**ACTION ITEM**
Taking the lines below one at a time, count those with the string "track" and give the result alone.

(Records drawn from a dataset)
☆ ☆ ☆
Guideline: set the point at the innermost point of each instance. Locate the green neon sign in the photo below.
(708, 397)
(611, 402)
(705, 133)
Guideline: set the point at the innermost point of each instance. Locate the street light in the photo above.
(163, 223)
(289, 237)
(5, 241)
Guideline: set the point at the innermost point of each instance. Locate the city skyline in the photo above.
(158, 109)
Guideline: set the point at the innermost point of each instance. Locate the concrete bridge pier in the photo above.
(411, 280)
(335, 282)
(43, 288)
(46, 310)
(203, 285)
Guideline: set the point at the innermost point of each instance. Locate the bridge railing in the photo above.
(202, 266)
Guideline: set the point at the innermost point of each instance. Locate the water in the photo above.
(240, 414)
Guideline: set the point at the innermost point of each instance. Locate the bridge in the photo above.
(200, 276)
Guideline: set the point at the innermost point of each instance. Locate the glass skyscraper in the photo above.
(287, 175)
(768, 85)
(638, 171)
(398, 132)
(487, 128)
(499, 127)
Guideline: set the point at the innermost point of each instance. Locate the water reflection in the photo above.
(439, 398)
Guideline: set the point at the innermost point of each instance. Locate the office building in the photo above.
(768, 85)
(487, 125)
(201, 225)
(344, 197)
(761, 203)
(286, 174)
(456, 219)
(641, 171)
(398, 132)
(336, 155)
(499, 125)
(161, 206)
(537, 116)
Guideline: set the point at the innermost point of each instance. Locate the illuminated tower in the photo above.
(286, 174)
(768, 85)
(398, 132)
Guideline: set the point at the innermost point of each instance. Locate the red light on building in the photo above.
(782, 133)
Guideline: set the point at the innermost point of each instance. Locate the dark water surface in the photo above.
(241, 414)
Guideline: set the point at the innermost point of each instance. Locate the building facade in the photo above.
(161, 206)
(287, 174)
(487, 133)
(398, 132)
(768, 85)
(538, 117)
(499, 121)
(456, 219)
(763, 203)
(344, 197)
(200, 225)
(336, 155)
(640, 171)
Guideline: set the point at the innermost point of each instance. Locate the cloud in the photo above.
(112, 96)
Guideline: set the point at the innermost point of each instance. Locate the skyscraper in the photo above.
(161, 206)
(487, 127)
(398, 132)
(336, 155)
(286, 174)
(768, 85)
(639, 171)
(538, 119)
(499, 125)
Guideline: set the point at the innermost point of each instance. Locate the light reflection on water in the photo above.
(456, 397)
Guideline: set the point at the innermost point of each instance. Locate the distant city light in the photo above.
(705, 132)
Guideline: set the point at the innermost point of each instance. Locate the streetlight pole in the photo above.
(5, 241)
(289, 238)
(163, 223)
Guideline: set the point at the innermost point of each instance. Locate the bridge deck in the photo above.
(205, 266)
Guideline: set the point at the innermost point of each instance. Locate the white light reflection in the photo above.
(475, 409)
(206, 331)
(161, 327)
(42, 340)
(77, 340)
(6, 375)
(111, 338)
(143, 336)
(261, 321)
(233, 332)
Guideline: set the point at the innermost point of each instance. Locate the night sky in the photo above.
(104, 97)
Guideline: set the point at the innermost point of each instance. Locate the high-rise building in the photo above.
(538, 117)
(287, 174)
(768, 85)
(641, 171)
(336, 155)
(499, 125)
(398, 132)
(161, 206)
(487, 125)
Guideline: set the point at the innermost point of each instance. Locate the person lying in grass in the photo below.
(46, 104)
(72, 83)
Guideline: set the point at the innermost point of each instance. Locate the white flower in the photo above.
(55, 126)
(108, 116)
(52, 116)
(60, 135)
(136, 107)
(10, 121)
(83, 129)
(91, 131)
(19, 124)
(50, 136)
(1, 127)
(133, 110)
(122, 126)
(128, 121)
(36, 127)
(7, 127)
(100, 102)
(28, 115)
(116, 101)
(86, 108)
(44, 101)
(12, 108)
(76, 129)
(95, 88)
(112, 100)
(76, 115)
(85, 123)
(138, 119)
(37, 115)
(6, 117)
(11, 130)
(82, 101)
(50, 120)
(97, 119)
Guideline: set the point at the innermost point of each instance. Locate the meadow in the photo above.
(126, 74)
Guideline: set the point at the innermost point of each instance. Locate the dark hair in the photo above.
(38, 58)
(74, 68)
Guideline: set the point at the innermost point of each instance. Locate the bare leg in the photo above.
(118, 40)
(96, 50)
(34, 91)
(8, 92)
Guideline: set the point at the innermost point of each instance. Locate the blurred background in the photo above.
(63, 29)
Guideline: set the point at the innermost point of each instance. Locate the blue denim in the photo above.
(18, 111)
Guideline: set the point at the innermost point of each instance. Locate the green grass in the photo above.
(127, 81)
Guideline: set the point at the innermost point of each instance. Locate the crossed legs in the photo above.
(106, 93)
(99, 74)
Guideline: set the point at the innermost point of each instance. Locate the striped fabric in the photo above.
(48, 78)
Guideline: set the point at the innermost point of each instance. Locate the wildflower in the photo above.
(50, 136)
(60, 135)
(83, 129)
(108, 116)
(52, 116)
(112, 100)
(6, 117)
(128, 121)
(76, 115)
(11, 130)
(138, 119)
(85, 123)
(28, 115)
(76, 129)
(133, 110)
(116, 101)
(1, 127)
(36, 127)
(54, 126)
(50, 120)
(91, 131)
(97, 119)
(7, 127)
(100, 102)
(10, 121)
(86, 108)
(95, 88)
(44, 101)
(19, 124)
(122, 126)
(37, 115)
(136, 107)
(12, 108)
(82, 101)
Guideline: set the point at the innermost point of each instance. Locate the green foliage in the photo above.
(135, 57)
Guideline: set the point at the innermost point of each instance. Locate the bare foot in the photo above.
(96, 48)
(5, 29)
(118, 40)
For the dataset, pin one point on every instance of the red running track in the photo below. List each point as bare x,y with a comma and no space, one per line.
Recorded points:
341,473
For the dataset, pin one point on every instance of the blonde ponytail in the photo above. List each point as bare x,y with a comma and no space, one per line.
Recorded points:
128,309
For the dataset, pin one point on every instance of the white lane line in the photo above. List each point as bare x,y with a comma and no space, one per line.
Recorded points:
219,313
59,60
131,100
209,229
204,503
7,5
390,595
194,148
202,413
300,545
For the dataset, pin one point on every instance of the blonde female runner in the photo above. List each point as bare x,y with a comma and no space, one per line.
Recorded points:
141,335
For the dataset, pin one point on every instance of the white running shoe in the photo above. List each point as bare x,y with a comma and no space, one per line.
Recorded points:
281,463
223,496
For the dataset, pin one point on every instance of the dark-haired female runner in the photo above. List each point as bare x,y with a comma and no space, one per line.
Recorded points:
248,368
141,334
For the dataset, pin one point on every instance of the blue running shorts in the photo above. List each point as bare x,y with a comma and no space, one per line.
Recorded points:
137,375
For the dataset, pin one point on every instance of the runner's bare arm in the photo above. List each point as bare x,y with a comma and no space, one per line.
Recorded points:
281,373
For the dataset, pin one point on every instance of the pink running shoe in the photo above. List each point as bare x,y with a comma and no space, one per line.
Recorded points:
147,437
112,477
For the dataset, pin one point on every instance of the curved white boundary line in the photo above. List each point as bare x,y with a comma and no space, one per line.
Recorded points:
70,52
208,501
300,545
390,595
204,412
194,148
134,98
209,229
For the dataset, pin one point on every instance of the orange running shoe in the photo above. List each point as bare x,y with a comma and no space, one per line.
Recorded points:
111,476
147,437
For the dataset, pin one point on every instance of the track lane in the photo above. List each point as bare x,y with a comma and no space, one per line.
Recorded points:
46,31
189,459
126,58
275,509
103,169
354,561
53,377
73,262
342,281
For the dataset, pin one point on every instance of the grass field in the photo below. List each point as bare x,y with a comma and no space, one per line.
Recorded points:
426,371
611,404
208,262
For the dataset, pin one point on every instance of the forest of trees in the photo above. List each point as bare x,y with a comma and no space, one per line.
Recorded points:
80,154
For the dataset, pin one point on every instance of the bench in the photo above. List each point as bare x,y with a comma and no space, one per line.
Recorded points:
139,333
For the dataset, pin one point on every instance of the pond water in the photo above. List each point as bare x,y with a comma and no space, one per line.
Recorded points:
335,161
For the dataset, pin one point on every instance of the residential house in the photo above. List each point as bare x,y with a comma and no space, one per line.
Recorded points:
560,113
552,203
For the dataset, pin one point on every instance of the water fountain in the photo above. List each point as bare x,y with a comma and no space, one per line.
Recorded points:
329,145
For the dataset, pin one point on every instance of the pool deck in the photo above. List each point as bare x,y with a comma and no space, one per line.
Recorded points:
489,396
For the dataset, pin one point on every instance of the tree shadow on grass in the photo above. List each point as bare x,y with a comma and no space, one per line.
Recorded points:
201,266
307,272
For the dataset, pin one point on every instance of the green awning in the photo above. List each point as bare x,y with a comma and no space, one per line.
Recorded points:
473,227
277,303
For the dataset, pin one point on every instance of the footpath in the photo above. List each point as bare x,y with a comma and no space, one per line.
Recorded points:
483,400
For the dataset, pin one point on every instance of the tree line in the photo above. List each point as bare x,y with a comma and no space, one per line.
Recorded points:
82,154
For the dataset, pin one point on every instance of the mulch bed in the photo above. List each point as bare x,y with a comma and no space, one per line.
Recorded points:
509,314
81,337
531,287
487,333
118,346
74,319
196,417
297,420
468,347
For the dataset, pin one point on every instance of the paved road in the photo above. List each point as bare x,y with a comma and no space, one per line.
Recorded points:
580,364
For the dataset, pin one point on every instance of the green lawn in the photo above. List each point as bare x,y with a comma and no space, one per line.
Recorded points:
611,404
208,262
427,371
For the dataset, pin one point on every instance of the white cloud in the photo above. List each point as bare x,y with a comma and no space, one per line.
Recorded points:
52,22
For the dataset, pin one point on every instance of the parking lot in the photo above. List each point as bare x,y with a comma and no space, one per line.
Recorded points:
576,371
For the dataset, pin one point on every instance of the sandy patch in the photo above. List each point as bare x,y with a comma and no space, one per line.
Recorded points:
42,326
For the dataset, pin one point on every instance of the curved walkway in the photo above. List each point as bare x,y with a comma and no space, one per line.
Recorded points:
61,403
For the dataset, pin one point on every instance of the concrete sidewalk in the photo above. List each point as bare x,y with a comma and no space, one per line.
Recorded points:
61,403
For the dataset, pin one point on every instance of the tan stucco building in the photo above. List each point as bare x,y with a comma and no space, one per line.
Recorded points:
☆ ☆ ☆
**RESPONSE BOX**
2